▶ _Exercise details_
In the entries below, count the lines holding "road". Reply with the number only.

Natural-language object grounding data
┄┄┄┄┄┄┄┄┄┄

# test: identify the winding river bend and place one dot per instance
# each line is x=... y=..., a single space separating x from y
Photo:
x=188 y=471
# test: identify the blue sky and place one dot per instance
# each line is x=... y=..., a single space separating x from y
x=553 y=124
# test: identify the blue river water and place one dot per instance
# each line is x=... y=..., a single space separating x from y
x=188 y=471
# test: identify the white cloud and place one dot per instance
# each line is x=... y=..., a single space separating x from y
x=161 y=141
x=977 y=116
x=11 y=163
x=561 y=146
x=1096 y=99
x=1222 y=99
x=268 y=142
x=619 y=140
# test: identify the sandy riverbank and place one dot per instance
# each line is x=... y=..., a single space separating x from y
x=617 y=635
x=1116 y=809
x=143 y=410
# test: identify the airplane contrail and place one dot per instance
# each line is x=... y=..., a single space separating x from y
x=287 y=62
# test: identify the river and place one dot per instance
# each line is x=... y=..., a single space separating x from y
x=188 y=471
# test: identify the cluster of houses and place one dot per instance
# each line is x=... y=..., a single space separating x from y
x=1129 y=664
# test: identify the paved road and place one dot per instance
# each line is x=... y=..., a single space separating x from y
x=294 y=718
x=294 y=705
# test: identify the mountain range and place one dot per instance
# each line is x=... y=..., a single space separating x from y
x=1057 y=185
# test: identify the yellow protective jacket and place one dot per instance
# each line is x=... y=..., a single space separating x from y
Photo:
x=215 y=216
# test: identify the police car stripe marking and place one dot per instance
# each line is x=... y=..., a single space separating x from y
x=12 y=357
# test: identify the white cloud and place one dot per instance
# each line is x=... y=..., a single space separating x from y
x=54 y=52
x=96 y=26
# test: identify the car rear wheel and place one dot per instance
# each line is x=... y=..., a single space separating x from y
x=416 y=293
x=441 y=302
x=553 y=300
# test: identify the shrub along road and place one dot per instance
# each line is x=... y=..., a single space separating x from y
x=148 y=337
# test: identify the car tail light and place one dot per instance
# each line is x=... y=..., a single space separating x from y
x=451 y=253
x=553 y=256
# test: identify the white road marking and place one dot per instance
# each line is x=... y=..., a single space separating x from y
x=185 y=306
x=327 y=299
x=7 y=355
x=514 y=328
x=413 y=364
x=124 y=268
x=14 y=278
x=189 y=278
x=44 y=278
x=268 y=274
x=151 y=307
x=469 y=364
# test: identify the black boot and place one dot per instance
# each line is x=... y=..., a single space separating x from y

┄┄┄┄┄┄┄┄┄┄

▶ _Solution to this task_
3